▶ [The task]
Rewrite the records below as a numbered list, leaving out any blank lines.

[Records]
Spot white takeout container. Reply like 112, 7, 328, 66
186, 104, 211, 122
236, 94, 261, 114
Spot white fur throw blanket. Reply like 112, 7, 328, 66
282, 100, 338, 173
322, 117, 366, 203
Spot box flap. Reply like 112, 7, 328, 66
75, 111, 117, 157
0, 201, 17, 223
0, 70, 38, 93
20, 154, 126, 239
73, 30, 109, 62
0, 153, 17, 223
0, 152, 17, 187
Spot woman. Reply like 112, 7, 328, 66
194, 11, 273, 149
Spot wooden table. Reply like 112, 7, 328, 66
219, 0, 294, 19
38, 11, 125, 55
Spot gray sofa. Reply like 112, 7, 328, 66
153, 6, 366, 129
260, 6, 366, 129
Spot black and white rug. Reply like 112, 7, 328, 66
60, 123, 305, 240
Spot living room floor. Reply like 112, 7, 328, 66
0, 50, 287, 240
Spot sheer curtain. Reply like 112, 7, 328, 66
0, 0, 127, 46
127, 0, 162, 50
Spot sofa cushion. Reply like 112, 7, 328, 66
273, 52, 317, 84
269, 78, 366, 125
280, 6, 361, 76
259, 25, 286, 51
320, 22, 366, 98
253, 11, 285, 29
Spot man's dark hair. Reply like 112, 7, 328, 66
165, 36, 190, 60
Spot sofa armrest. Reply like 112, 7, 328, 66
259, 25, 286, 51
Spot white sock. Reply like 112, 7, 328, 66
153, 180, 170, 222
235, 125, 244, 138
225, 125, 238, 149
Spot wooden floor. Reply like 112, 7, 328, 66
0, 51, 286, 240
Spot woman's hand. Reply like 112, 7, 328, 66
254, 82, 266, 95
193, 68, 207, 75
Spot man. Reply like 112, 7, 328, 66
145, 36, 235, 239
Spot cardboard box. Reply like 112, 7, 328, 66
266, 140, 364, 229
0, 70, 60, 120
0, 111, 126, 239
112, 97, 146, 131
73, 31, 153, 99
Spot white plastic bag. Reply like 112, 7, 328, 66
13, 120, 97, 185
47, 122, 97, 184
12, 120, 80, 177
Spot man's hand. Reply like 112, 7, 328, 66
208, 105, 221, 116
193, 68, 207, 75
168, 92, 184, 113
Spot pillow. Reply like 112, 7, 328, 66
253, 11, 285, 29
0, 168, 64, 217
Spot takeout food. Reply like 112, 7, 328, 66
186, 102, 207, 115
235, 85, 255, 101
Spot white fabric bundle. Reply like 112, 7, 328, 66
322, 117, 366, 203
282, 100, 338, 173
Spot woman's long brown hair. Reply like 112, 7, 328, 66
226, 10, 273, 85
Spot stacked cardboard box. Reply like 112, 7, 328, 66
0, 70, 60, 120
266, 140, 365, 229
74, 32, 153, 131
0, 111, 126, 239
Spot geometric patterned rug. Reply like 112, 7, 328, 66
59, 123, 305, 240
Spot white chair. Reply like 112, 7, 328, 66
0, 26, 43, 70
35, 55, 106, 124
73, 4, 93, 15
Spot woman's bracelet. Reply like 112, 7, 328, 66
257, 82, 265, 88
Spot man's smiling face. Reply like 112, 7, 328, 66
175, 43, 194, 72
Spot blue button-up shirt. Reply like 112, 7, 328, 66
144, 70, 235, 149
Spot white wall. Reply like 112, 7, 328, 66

▶ [Response to the exercise]
1. Spot white takeout container. Reply like 112, 7, 328, 66
2. 186, 104, 211, 122
3. 236, 94, 261, 114
4. Spot white fur throw blanket. Reply like 112, 7, 328, 66
5. 282, 100, 338, 173
6. 322, 117, 366, 203
7. Spot box flap. Reply like 112, 7, 328, 66
8. 75, 111, 117, 157
9. 0, 201, 17, 223
10. 0, 70, 38, 93
11. 20, 154, 126, 239
12. 73, 30, 109, 62
13. 0, 153, 17, 223
14. 0, 152, 17, 187
15. Spot woman. Reply like 112, 7, 328, 66
16. 194, 11, 273, 149
17. Spot wooden table. Reply like 112, 7, 328, 66
18. 219, 0, 294, 19
19. 38, 11, 125, 55
20. Spot gray sofa. Reply like 112, 7, 328, 66
21. 153, 6, 366, 129
22. 260, 6, 366, 129
23. Spot black and white rug. Reply like 112, 7, 328, 66
24. 60, 123, 305, 240
25. Spot living room floor. Reply like 112, 7, 328, 66
26. 0, 50, 287, 240
27. Spot sheer curtain. Reply like 112, 7, 328, 66
28. 0, 0, 127, 46
29. 127, 0, 162, 50
30. Spot sofa cushion. Reply like 112, 7, 328, 66
31. 273, 52, 317, 84
32. 269, 78, 366, 125
33. 280, 6, 361, 76
34. 259, 25, 286, 51
35. 320, 22, 366, 98
36. 253, 11, 285, 29
37. Spot man's dark hair. Reply like 112, 7, 328, 66
38. 165, 36, 190, 60
39. Spot sofa armrest. Reply like 112, 7, 328, 66
40. 259, 25, 286, 51
41. Spot white sock. Reply like 112, 7, 328, 66
42. 153, 180, 170, 222
43. 235, 125, 244, 138
44. 225, 125, 238, 149
45. Spot wooden floor. Reply like 112, 7, 328, 66
46. 0, 51, 286, 240
47. Spot woman's hand. Reply like 112, 7, 328, 66
48. 254, 82, 266, 95
49. 193, 68, 207, 75
50. Spot man. Reply like 112, 7, 328, 66
51. 145, 36, 235, 239
52. Spot cardboard box. Reply like 112, 7, 328, 66
53. 266, 140, 364, 229
54. 0, 70, 60, 120
55. 0, 111, 126, 239
56. 112, 97, 146, 131
57. 73, 31, 153, 99
58. Spot white plastic bag. Reply like 112, 7, 328, 66
59. 13, 120, 97, 185
60. 47, 122, 97, 184
61. 12, 120, 80, 177
62. Spot man's hand. Reply like 112, 7, 328, 66
63. 208, 105, 221, 116
64. 193, 68, 207, 75
65. 168, 92, 184, 113
66. Spot pillow. Reply like 112, 7, 328, 66
67. 253, 11, 285, 29
68. 0, 168, 64, 217
69. Spot takeout food. Reply like 112, 7, 328, 66
70. 186, 102, 207, 115
71. 235, 85, 255, 101
72. Spot white fabric bundle. Reply like 112, 7, 328, 66
73. 322, 117, 366, 203
74. 282, 100, 338, 173
75. Spot woman's long brown hair. Reply like 112, 7, 328, 66
76. 226, 10, 273, 85
77. Spot stacked cardboard box. Reply like 112, 7, 328, 66
78. 0, 70, 60, 120
79. 266, 140, 365, 229
80. 74, 32, 153, 131
81. 0, 111, 126, 239
82. Spot geometric patterned rug. Reply like 112, 7, 328, 66
83. 59, 123, 305, 240
84. Spot white chair. Reply like 112, 7, 328, 66
85. 0, 26, 43, 70
86. 35, 55, 106, 124
87. 73, 4, 93, 15
88. Spot woman's bracelet. Reply like 112, 7, 328, 66
89. 257, 82, 265, 88
90. Spot man's smiling face. Reply like 112, 7, 328, 66
91. 175, 43, 194, 72
92. Spot blue button-up shirt. Reply like 112, 7, 328, 66
93. 144, 70, 235, 149
94. Spot white wall. Reply like 112, 7, 328, 66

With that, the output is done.